## [Kurze Übung 1]
Gib aus dem Text über die Arbeitswoche den Abschnitt wörtlich wieder, der bei „Manche Wochen bringen“ beginnt und bei „auspacken und wegräumen!“ endet.
## [Kurze Übung 2]
Was steht im Text über die Arbeitswoche zu diesen Punkten?
(a) Wie viele Stunden pro Woche ist die schreibende Person normalerweise in der Schule?
(b) Wie viele Stunden Aufsicht in Deutschland werden in dieser Woche mitgezählt?
(c) Aus welcher Staffel und Folge von „Türkisch für Anfänger“ stammt das Zitat?
─── Lesetext
Manche Wochen bringen wenig Neues. Weil sie mit Arbeit Arbeit Arbeit gefüllt sind.
Normalerweise bin ich inklusive Pausen genau 24 Stunden pro Woche in der Schule. Aber in dieser Woche waren es – wenn ich die zwölf Stunden Aufsicht in Deutschland mitzähle und dank verschiedener Dinge wie z.B. Konferenzen und Elternsprechtag – 43 Stunden. 43 Stunden, in denen ich immer präsent und konzentriert sein musste. Aber das ist ja nur die “Öffentlichkeitsarbeit”. Hinzu kamen weitere Stunden für Vorbereitungen, mündliche Noten geben und auf die türkische Onlinenotenübersichtsseite eintragen (und ja, das System hasste mich und stürzte garantiert mit Absicht ab), Hausaufgaben korrigieren, Klassenarbeit(stermine) planen, E-mails schreiben … Meinen Koffer konnte ich heute endlich auspacken und wegräumen!
Meistens macht Arbeit Spaß, Arbeit fördert und fordert, und/oder Arbeit lenkt ab, und wenn man wie ich gerade nebenbei eine Folge von “Türkisch für Anfänger” gesehen hat, weiß man auch, dass viel Arbeit Sublimierung ist (“Die Entstehung der gesamten menschlichen Kultur ein Ergebnis von Sublimierung?! Die haben nur die Atombombe erfunden, weil wir nicht alle genug poppen?!” Staffel 2, Folge 20)
──────
─── Angezeigte Informationen
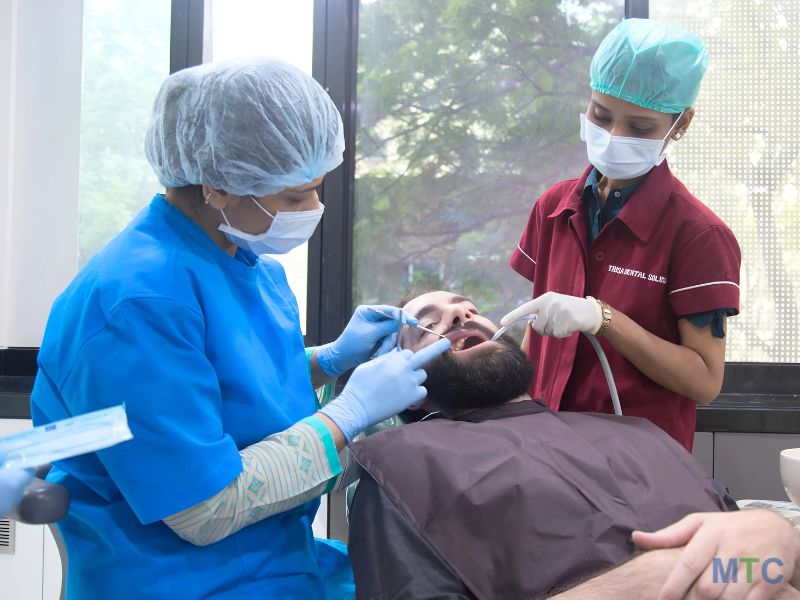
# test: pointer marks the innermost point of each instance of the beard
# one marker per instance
(490, 377)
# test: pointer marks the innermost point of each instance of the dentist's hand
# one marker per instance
(382, 388)
(757, 534)
(367, 332)
(559, 315)
(12, 482)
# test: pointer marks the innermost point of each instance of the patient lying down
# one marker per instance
(493, 495)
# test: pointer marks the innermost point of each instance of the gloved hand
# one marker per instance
(12, 482)
(560, 315)
(367, 332)
(382, 388)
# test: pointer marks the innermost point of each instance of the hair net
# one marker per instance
(651, 64)
(246, 126)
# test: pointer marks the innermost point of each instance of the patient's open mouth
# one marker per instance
(463, 340)
(466, 343)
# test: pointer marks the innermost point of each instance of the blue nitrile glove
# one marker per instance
(382, 388)
(367, 332)
(12, 482)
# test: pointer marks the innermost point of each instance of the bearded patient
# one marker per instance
(492, 495)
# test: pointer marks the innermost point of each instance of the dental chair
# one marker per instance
(45, 503)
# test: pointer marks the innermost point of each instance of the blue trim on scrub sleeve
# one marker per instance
(179, 454)
(331, 455)
(715, 318)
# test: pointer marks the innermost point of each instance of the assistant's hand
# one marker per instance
(750, 534)
(382, 388)
(366, 333)
(559, 315)
(12, 482)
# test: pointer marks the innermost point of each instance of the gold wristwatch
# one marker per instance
(605, 311)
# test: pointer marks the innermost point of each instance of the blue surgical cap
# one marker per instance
(650, 64)
(245, 126)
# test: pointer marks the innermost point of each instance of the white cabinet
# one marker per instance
(749, 464)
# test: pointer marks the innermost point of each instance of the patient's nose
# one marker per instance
(459, 314)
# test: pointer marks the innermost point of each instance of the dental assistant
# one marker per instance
(183, 319)
(627, 253)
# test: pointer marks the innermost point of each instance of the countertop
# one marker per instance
(743, 413)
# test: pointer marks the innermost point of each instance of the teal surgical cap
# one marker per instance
(246, 126)
(650, 64)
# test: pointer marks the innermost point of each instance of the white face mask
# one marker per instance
(619, 157)
(288, 231)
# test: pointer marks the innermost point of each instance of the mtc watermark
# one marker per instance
(730, 573)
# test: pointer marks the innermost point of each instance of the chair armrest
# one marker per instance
(42, 502)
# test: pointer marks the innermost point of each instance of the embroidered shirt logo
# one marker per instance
(639, 274)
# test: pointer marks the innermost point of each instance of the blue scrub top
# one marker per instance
(206, 353)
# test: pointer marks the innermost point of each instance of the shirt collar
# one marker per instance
(642, 213)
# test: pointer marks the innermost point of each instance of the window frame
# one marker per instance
(335, 60)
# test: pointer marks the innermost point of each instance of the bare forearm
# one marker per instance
(673, 366)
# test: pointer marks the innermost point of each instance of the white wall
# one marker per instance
(40, 100)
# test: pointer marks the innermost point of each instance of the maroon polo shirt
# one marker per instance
(666, 255)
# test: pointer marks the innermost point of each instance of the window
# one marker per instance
(741, 158)
(267, 28)
(125, 59)
(467, 111)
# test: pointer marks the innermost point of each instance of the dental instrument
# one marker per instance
(64, 439)
(418, 326)
(612, 386)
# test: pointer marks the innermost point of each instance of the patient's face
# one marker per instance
(477, 372)
(453, 316)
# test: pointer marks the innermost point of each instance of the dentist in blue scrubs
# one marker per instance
(184, 319)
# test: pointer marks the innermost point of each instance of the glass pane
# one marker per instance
(467, 111)
(740, 157)
(282, 30)
(125, 59)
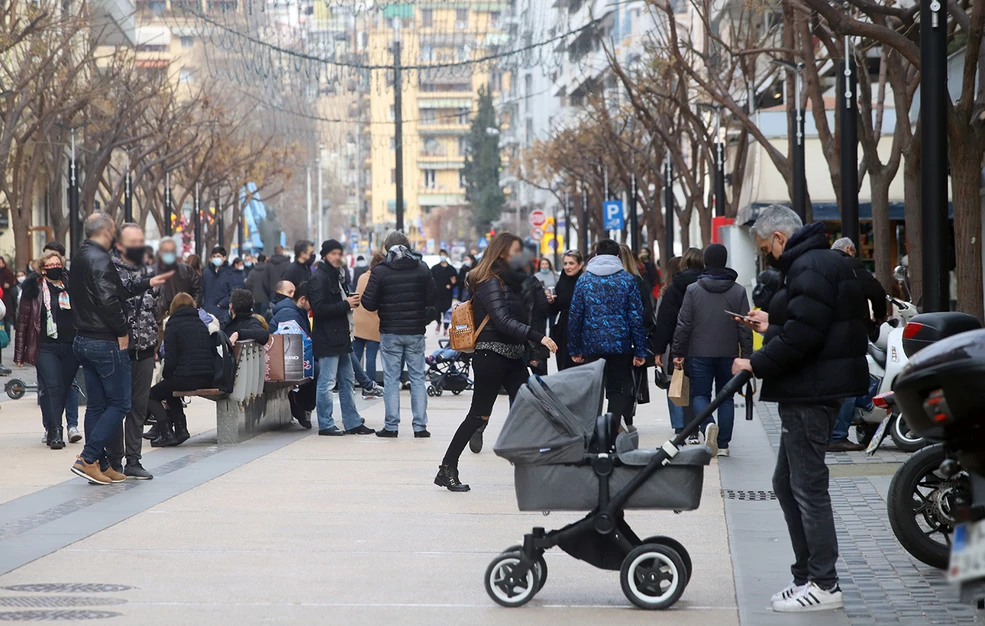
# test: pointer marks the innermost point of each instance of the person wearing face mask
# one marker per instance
(445, 278)
(217, 285)
(497, 304)
(45, 330)
(141, 310)
(813, 356)
(304, 257)
(184, 280)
──────
## [Ausgabe 1]
Manche Wochen bringen wenig Neues. Weil sie mit Arbeit Arbeit Arbeit gefüllt sind.
Normalerweise bin ich inklusive Pausen genau 24 Stunden pro Woche in der Schule. Aber in dieser Woche waren es – wenn ich die zwölf Stunden Aufsicht in Deutschland mitzähle und dank verschiedener Dinge wie z.B. Konferenzen und Elternsprechtag – 43 Stunden. 43 Stunden, in denen ich immer präsent und konzentriert sein musste. Aber das ist ja nur die “Öffentlichkeitsarbeit”. Hinzu kamen weitere Stunden für Vorbereitungen, mündliche Noten geben und auf die türkische Onlinenotenübersichtsseite eintragen (und ja, das System hasste mich und stürzte garantiert mit Absicht ab), Hausaufgaben korrigieren, Klassenarbeit(stermine) planen, E-mails schreiben … Meinen Koffer konnte ich heute endlich auspacken und wegräumen!

## [Ausgabe 2]
(a) Genau 24 Stunden, inklusive Pausen.
(b) Zwölf Stunden.
(c) Aus Staffel 2, Folge 20.